━━━━━ Text passage ━━━━━
Wednesday, December 7, 2016

Bible Road Trips: Mary and Joseph to Bethlehem


The Bible has many stories of roads and highways. This is an occasional series of meditations based on those scriptures.

This story is so familiar:

"In those days a decree went out from Emperor Augustus that all the world should be registered. This was the first registration and was taken while Quirinius was governor of Syria. All went to their own towns to be registered. Joseph also went from the town of Nazareth in Galilee to Judea, to the city of David called Bethlehem, because he was descended from the house and family of David. He went to be registered with Mary, to whom he was engaged and who was expecting a child. While they were there, the time came for her to deliver her child. And she gave birth to her firstborn son and wrapped him in bands of cloth, and laid him in a manger, because there was no place for them in the inn" (Luke 2:1-7, NRSV).

Just prior to his birth, Jesus' parents had to make a road trip of about eighty miles. Most of us have likely added details to the story in our imaginations. I tend to picture Mary riding on a donkey, for instance, but the text doesn't specify the way they traveled. I also think of the circumstances as harsh and heartless, as if they tried to check into a modern motel but, with no vacancy there, they were turned away and found refuge in the groundkeeper's shed. At the time, the stables would have been a reasonable overflow space. Nevertheless, Jesus was a longed-for king, but the place of his birth was very humble and unassuming.

A few years ago, I read a Catholic author who made a Eucharistic connection that I found interesting: Jesus was laid into a manger (a trough from which the animals were fed) as a precursor to the time when we would share his body and blood in the mass. Protestants don't believe in transubstantiation but instead believe (with nuances among denominations) in the spiritual presence of Jesus in sharing of the Lord's Supper. Still, it was a meaningful insight, and we're liable to emphasize the humility of Jesus' birth and miss the subtle implication (perhaps not even realized by the gospel authors) of his first bed, a feeding trough. "Take, eat, this is my body, this is my blood..."

There are scholarly questions about the historicity of the story's Roman census: whether it happened, and if so, whether it happened at the time of Jesus' birth. But it is a wonderful story that explains the birth of Jesus at Bethlehem (necessary, according to the prophecy of Micah 5:2) when his parents were actually from Nazareth. Recently I enjoyed a Howard Zinn essay about the human history and the possibility of optimism (https://www.thenation.com/article/optimism-uncertainty/). Even if we don't think about God's providence, history has an unpredictability that gives us reason for hope amid difficult times. In our story, an event authorized by the politically powerful of the world becomes the unpredicted way a 700-year-old prophecy came to pass, forcing Jesus' parents to make an 80-mile trip they otherwise would not have made.


Saturday, November 26, 2016

Bible Road Trips: Mary Visits Elizabeth

The Bible has many stories of roads and highways. This is an occasional series of meditations based on those scriptures.

Mary Visits Elizabeth
Luke 1:26-56

Today is the first Sunday of Advent, and a few Scriptures can take us through the Advent season as stories of biblical roads.
━━━━━
**Directions:**
1. Answer these questions from the Bible road trips text:
(a) About how many miles did Jesus' parents travel to Bethlehem?
(b) Which prophecy does the text cite as making the birth at Bethlehem necessary?
(c) Which scripture passage is listed for the post "Mary Visits Elizabeth"?
2. Could you extend the Bible road trips text, picking up right after its last sentence?
The records have no connection to the Bible road trips text.
━━━━━ Supplied records ━━━━━
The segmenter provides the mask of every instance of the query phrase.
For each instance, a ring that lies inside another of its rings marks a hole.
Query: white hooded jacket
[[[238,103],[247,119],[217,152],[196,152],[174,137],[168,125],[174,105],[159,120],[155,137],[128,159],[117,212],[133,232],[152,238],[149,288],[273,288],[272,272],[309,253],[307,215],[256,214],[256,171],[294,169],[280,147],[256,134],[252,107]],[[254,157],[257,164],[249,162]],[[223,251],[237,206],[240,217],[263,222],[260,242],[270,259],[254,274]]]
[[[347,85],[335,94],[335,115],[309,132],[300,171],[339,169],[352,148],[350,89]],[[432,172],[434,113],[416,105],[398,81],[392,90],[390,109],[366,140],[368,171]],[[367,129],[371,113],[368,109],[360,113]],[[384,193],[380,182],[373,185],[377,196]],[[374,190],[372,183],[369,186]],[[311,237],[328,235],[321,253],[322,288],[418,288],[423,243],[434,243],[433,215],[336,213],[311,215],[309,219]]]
━━━━━
**Results of the exercise:**
1.
(a) About eighty miles.
(b) Micah 5:2.
(c) Luke 1:26-56.

2.
In our lesson today from Luke's Gospel, Gabriel visits Mary and announces that she would be mother of "the Son of the Most High" (vss. 26-38). The text continues that "In those days Mary set out and went with haste to a Judean town in the hill country, where she entered the house of Zechariah and greeted Elizabeth" (vss. 39-40).

Let's call this Mary's road trip. To paraphrase that On the Town song "New York New York," Nazareth is up and Judea is down--quite a way down, over eighty miles. One wonders if Mary traveled with a caravan or by herself. A map that I found online shows a possible route from Nazareth over to the River Jordan, then down the river banks to the Jericho area, then over to Jerusalem which is just north of the Judean hill country.

When Elizabeth heard Mary’s greeting, the child leapt in her womb. And Elizabeth was filled with the Holy Spirit and exclaimed with a loud cry, ‘Blessed are you among women, and blessed is the fruit of your womb. And why has this happened to me, that the mother of my Lord comes to me? For as soon as I heard the sound of your greeting, the child in my womb leapt for joy. And blessed is she who believed that there would be a fulfilment of what was spoken to her by the Lord.’ (vss. 41-45).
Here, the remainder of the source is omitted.